■ **DATA SHOWN**

• • • • • • •

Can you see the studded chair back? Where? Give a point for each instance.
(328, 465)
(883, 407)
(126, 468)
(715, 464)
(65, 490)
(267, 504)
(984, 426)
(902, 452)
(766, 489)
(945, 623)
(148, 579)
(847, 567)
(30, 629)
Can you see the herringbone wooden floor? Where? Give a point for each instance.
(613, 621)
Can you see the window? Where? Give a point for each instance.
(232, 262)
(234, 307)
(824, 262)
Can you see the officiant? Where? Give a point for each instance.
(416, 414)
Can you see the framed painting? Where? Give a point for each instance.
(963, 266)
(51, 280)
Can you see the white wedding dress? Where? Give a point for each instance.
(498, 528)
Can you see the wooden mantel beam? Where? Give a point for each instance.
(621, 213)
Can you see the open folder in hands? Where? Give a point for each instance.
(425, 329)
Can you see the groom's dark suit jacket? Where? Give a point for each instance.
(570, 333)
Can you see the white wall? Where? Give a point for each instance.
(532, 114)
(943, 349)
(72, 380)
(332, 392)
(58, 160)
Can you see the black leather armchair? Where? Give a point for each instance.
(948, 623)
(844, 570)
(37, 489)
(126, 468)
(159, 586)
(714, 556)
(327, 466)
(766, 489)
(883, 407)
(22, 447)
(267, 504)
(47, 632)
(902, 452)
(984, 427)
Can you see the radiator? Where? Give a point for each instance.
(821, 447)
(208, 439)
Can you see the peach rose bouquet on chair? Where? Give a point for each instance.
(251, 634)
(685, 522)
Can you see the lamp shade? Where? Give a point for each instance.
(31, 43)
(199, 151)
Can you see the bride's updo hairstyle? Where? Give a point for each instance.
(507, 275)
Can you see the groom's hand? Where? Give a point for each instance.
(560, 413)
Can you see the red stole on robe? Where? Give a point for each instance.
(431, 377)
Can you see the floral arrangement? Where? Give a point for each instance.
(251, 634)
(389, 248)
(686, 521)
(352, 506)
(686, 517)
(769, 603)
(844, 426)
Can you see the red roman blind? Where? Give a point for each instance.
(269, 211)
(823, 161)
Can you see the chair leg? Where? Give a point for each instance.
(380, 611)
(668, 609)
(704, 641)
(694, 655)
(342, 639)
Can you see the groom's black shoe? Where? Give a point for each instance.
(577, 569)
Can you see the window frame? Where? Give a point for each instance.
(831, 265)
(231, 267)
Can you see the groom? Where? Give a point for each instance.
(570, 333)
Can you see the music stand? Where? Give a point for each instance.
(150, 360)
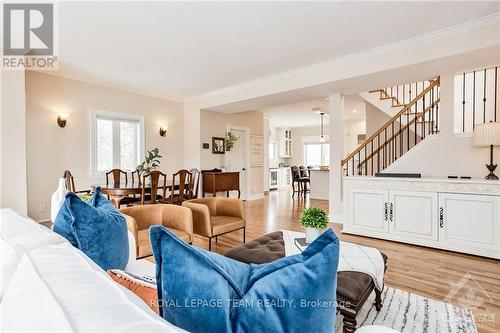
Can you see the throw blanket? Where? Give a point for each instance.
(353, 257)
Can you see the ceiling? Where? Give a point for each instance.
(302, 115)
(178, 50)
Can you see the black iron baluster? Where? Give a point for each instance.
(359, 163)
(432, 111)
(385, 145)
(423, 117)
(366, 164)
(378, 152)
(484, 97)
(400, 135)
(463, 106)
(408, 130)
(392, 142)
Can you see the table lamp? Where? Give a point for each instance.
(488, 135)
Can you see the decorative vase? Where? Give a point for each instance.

• • • • • • •

■ **TASK**
Would you transcribe the whole listing above exactly? The pictures should not be included.

■ **RESPONSE AREA**
Can you see the studded chair back? Where? Give a point for each instance.
(328, 465)
(883, 407)
(126, 468)
(715, 464)
(65, 490)
(267, 504)
(984, 426)
(902, 452)
(766, 489)
(945, 623)
(148, 579)
(847, 567)
(30, 629)
Can you see the herringbone wooden floor? Where? Give a point for each instance.
(613, 621)
Can you see the window? Where? Give a point for each instance.
(232, 262)
(234, 307)
(824, 262)
Can you see the officiant? Where? Give a point for each instance.
(416, 414)
Can you see the framed painting? Where? Give a point for each instance.
(963, 266)
(51, 280)
Can you see the white wedding dress? Where? Give a point for each instance.
(498, 528)
Can you see the wooden mantel beam? Where? Give a point for each instance.
(621, 213)
Can you see the open folder in hands? Where? Give a point for each instance.
(425, 329)
Can you see the groom's dark suit jacket? Where? Give a point for each instance.
(570, 333)
Can you see the white wall? Where? Give a point for each instance.
(532, 114)
(943, 349)
(72, 380)
(332, 392)
(58, 160)
Can you see the black leather armchair? Where? Give a point for each instance.
(948, 623)
(844, 570)
(37, 489)
(126, 468)
(159, 586)
(714, 556)
(327, 466)
(766, 489)
(883, 407)
(22, 447)
(267, 504)
(47, 632)
(902, 452)
(984, 427)
Can you see the radiator? Where? Give a point for each instance.
(821, 447)
(208, 439)
Can you see the peach rose bouquet on chair? Where? Give a point for each instance.
(251, 634)
(685, 522)
Can you see the lamp shade? Where? Give a point for each instance.
(31, 43)
(199, 151)
Can you see the bride's updo hairstyle? Where? Give a point for each instance.
(507, 275)
Can you see the groom's hand? Where? Give a point for each instance.
(560, 413)
Can you see the red stole on robe? Where? Give a point for each instance.
(431, 377)
Can you see the floral arrangement? Where? Give a point for each instance.
(251, 634)
(389, 248)
(686, 521)
(352, 506)
(686, 517)
(769, 603)
(844, 426)
Can you see the red roman blind? Where? Give a point for each instance.
(269, 211)
(823, 161)
Can you see the chair leg? Where? Give a point for each instance.
(380, 611)
(668, 609)
(704, 641)
(694, 655)
(342, 639)
Can you see the groom's black shoe? Where? Give a point for each instance.
(577, 569)
Can you see the window frame? Where? Give a point for each instance.
(831, 265)
(231, 267)
Can you see the groom? Where? Give a point for each instance.
(570, 333)
Can you see the music stand? Where? Give a point for each instance.
(150, 360)
Can you see the throw blanket? Where? Give a point for each instance.
(353, 257)
Can you see the ceiling? Where? Give a point for each instance.
(302, 115)
(178, 50)
Can you see the black iron baluster? Where? Give a point for each instance.
(359, 163)
(432, 111)
(385, 145)
(423, 117)
(366, 164)
(378, 152)
(484, 97)
(400, 135)
(463, 106)
(408, 130)
(392, 142)
Can you see the table lamp? Where? Give a point for each instance.
(488, 135)
Can you see the decorative vase? Where? Give a point for each instance.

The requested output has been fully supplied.